### Given task
Pictures aside, quote the whole listing exactly.

--- BEGIN The data ---

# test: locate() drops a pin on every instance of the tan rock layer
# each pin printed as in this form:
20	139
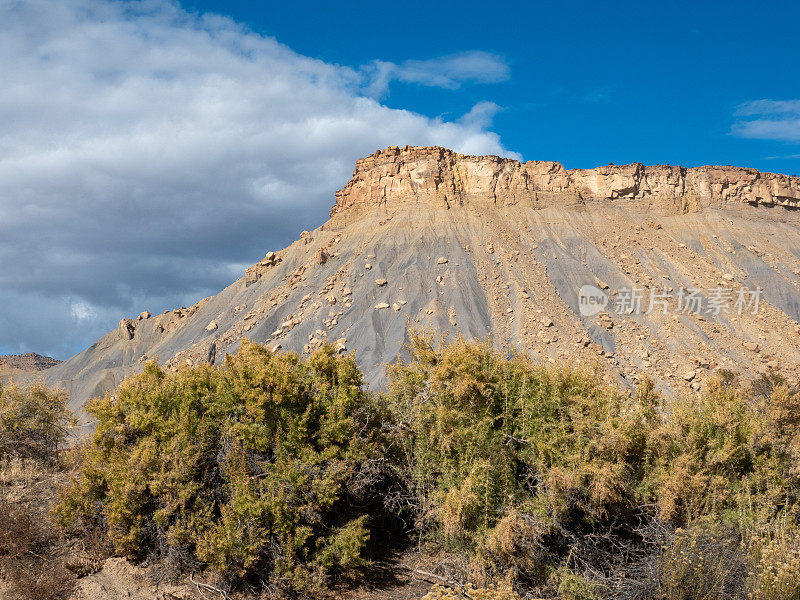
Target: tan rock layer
442	177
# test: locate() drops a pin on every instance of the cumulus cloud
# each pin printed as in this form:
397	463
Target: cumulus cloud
147	155
777	120
481	115
449	72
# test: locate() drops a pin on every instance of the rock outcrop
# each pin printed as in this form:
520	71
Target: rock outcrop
482	247
441	177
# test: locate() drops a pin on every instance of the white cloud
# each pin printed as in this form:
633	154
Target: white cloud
448	72
777	120
145	151
481	115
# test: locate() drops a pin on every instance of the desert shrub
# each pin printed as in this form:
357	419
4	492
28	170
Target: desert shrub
731	452
775	550
28	567
704	562
268	466
514	462
33	421
548	478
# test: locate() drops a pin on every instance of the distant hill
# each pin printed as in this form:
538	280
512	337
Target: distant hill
484	246
28	362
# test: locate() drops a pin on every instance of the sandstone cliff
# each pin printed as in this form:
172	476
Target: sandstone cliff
487	247
440	176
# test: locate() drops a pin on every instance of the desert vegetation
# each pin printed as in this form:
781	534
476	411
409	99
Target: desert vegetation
33	424
283	475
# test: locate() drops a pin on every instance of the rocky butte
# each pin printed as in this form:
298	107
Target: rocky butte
483	246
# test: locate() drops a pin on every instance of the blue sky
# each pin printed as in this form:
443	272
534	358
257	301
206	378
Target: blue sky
589	83
150	150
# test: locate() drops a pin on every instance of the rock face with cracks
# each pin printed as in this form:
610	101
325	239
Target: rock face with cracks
484	246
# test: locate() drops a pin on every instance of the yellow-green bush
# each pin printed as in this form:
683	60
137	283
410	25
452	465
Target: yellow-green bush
542	479
33	421
503	453
266	466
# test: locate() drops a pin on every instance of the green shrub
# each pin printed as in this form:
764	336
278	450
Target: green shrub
504	454
704	562
33	421
266	466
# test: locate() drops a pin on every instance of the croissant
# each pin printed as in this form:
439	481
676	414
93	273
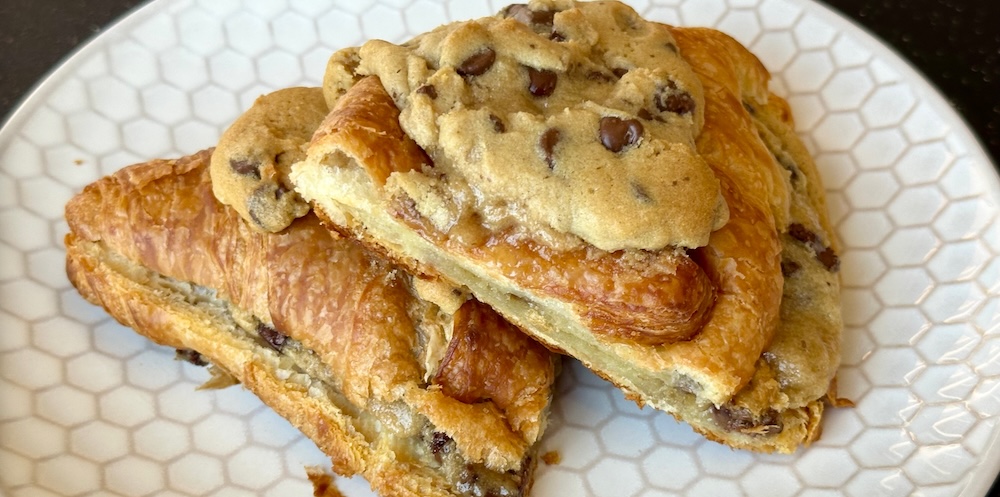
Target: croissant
626	192
419	399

--- END The data ---

### Response
# test: locate() drops a pin on every instance of the tan rock layer
# each pin printed as in this form:
20	139
Target: tan rock layer
442	177
# test: locate() drops a pin on every instance of the cumulus cloud
# each pin printed as in this form:
397	463
Target: cumulus cloud
147	155
777	120
481	115
449	72
# test: locate() drops a pin on every instance of the rock outcrop
# each pin printed as in this form:
520	71
Target: rock outcrop
482	247
441	177
# test: locate() drops a pin on every instance of the white cloud
# each pin printed as in this form:
633	154
Target: white cloud
448	72
777	120
145	151
481	115
# test: locate() drops a pin on every instance of the desert shrub
# each pin printed as in this form:
357	419
4	492
28	170
Target: desert shrub
731	452
775	550
28	567
704	562
268	466
514	462
33	421
548	478
# test: locate() drops a pin on every instance of the distant hill
# each pin printed as in this form:
538	280
512	337
Target: distant hill
484	246
28	362
# test: locate() drops a pin on every instance of the sandstone cliff
# each pin printed as in this form:
172	476
Target: sandstone cliff
487	247
440	176
# test: locate() drops a pin on every instance of the desert vegetation
# each pin printed as in this form:
781	534
476	411
409	99
Target: desert vegetation
33	424
283	475
# test: locate() drops a pin on every instance of the rocky butte
# each pin printed as in this form:
298	107
Target: rocky butte
483	246
# test: locate() drops a pin on every instance of the blue sky
# each pin printed as in this form:
443	272
534	358
257	301
206	378
Target: blue sky
589	83
150	150
# test: locate() drops a pin on every instance of the rock face with cracks
# each pin printed as in this form:
610	101
325	239
Target: rock face with cracks
484	246
# test: locate() drops a pin on every instance of the yellow-green bush
# each pin printed as in this form:
683	60
137	283
410	25
452	465
Target: yellow-green bush
542	479
33	421
503	453
266	466
# test: locate() drops a pin on every instance of the green shrub
# each pin printed as in this form:
764	336
278	450
Target: green shrub
504	454
704	562
33	421
266	466
# test: locate() drops a pin on every instance of the croissant
# each pin printed as in this form:
439	481
676	414
93	273
Target: croissant
626	192
419	399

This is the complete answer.